Coordinate labeling data
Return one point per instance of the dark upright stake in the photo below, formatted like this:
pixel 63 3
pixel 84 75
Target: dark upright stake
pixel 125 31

**JOB:**
Turn every line of the records into a JSON list of strings, one string per line, and skip any blank lines.

**OUTPUT BELOW:**
[
  "Return one point per instance of the dark upright stake in the photo below, formatted like this:",
  "pixel 63 3",
  "pixel 84 75",
  "Target: dark upright stake",
  "pixel 125 31"
]